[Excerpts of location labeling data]
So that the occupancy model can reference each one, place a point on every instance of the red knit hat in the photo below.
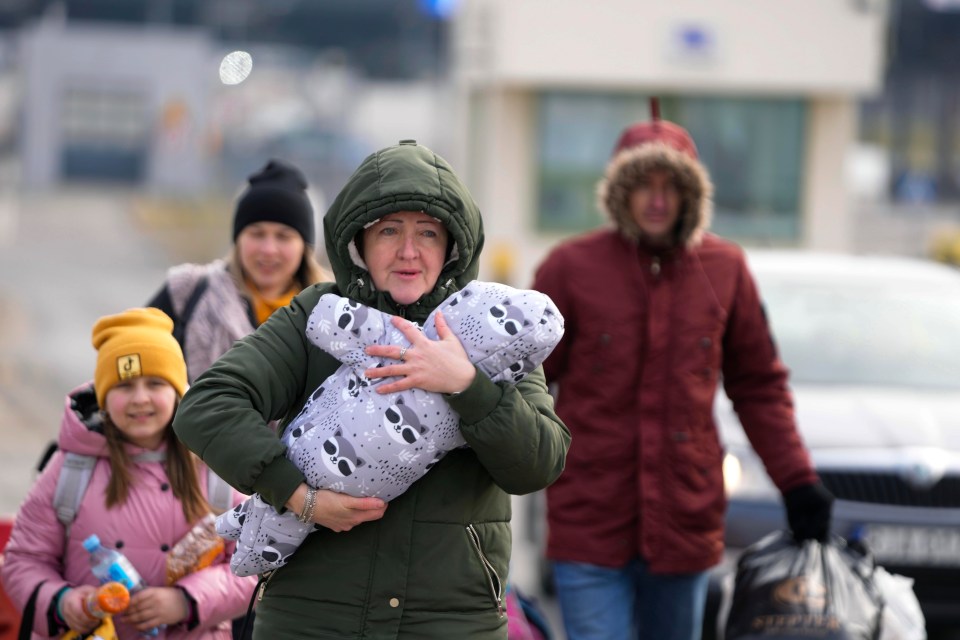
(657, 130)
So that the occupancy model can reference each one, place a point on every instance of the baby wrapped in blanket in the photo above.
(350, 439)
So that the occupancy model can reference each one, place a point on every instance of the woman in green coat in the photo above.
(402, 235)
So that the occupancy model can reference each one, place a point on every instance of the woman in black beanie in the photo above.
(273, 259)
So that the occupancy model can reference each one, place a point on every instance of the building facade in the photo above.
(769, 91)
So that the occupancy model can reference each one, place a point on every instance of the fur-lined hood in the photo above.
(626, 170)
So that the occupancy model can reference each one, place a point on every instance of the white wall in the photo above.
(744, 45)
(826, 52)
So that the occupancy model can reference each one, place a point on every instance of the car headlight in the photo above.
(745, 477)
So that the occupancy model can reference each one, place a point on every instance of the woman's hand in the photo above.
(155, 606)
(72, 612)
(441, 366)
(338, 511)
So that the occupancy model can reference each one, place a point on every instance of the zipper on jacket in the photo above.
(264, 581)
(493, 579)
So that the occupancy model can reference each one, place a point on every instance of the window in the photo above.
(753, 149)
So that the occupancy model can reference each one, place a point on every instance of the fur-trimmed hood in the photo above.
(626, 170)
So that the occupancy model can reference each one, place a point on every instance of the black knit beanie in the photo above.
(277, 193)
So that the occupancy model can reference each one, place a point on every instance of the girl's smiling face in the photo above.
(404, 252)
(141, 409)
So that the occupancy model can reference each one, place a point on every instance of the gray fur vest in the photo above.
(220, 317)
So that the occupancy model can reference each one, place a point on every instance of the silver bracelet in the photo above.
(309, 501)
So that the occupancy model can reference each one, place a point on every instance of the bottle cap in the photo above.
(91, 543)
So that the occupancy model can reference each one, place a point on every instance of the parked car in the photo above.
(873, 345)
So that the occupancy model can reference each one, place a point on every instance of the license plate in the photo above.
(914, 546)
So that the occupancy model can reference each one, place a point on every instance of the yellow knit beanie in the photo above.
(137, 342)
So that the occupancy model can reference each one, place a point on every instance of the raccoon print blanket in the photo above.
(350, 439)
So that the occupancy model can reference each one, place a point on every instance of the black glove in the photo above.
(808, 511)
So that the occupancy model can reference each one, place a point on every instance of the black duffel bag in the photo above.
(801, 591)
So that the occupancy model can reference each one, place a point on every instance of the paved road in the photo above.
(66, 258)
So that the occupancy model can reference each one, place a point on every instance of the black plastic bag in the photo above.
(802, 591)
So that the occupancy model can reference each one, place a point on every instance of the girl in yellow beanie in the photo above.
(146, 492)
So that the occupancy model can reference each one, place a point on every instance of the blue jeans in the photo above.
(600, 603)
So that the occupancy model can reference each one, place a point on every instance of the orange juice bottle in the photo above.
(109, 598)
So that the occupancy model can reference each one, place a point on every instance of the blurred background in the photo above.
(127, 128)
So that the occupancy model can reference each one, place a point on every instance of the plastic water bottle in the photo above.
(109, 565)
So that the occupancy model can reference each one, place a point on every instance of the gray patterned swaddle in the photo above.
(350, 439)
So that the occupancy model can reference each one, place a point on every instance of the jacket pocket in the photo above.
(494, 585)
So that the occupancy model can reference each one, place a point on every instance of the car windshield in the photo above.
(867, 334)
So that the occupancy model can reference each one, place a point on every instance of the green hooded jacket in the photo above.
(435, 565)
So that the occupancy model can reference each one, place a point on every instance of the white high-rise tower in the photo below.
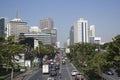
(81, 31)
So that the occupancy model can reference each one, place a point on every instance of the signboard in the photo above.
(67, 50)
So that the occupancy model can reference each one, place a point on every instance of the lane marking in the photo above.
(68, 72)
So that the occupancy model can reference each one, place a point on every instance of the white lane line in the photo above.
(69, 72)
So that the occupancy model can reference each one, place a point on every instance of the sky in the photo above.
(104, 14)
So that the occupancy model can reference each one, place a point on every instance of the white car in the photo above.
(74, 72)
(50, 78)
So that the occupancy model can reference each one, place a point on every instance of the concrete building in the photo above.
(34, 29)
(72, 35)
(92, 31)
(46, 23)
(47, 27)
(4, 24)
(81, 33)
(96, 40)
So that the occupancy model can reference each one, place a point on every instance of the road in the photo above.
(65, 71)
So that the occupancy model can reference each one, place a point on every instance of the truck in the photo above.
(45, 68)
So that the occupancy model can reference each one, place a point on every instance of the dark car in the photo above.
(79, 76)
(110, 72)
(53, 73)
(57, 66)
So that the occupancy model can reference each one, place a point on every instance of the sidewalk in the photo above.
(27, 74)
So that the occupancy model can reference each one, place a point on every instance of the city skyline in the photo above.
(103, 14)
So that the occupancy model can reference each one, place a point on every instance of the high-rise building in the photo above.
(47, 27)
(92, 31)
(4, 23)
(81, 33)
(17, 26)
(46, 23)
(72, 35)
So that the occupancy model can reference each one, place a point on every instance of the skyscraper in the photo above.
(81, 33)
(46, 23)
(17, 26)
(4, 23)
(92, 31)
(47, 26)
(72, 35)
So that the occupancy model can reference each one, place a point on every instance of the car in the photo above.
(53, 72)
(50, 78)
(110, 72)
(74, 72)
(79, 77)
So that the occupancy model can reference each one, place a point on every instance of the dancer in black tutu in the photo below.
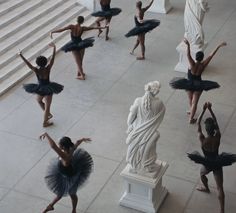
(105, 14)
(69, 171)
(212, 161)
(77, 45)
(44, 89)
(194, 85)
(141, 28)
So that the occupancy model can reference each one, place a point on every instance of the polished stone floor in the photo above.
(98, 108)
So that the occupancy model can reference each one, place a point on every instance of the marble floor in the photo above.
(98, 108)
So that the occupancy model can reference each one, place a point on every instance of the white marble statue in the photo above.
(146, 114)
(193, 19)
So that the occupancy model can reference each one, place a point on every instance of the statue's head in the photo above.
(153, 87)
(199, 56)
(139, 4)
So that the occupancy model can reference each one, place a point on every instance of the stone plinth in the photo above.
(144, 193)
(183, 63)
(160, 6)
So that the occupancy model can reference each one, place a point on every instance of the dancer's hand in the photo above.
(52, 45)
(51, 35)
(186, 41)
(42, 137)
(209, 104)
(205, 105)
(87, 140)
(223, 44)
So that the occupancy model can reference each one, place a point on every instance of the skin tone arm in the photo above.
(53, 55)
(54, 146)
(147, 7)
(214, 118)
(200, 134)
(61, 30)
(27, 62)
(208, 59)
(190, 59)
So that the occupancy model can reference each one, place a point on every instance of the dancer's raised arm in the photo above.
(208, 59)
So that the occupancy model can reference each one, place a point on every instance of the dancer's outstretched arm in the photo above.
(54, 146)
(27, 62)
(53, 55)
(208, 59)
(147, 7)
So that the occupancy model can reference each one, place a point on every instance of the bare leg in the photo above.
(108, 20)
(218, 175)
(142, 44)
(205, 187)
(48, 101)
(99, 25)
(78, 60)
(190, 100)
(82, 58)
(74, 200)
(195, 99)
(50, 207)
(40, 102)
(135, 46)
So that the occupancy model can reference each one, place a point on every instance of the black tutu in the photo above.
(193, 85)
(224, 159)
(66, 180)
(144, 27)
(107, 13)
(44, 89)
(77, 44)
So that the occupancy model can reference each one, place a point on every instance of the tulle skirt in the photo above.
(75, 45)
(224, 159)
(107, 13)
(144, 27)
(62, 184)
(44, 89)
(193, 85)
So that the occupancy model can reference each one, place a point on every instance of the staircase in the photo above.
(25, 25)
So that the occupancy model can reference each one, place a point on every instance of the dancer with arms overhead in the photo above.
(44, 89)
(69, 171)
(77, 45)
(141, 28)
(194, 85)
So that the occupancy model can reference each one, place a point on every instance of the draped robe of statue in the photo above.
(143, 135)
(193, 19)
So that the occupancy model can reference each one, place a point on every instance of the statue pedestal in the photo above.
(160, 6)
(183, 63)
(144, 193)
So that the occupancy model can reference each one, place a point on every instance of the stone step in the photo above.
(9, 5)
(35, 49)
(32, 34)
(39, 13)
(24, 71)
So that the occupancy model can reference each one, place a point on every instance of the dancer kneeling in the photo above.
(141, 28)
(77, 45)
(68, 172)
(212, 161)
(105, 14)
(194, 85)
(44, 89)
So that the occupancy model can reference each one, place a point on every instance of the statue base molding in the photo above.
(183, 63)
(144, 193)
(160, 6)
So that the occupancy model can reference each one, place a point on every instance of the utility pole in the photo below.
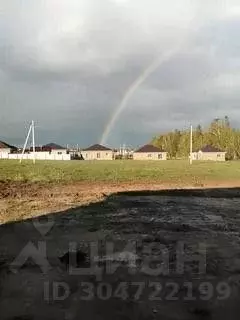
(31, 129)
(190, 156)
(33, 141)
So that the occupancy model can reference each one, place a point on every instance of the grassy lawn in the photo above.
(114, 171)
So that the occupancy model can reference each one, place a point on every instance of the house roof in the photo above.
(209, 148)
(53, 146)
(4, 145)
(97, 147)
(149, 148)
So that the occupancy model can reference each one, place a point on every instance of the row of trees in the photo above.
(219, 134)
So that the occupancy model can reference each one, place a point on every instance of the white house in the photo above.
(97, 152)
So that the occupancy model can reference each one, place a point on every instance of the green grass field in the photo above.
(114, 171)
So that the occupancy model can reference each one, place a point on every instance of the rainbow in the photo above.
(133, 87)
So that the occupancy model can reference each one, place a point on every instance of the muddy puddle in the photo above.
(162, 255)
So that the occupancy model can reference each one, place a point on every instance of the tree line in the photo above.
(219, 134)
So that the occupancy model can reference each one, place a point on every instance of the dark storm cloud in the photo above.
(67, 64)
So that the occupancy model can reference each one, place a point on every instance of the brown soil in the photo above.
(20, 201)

Exercise objective — All lines from the one containing "lawn in the photo above." through the final line of the listing above are to be reproduced exactly; include both and add nothing.

The response —
So that the occupancy model can reference each one, place a point on every instance of the grassy lawn in the photo above.
(114, 171)
So that the occupancy model can reference each one, place a point on every instance of the house roof in the photo above.
(209, 148)
(53, 146)
(4, 145)
(97, 147)
(149, 148)
So that the occupancy model can reference each one, place a point on every instance of the row of trees in the photo above.
(219, 134)
So that the occupancy model can reference each one, place a point on every instance of the white house in the photo above.
(97, 152)
So that the occupancy model can reference each one, place a point on every instance of the green grass field in the photo above.
(114, 171)
So that the occupancy model can reference each one, place a point on every instance of the rainbow in the photo above.
(133, 87)
So that the occupancy model can reference each one, place a point on every instance of the muddy puddle in the photo above.
(162, 255)
So that the occupancy model can reference each one, place a point on every instance of the tree line in the photo above.
(219, 134)
So that the occupancy model can reference each one, place a point on every instance of the dark storm cloud in the photo above.
(67, 64)
So that the occupancy model can reference each one, place a point on every instance of the brown soil in the photo above.
(20, 201)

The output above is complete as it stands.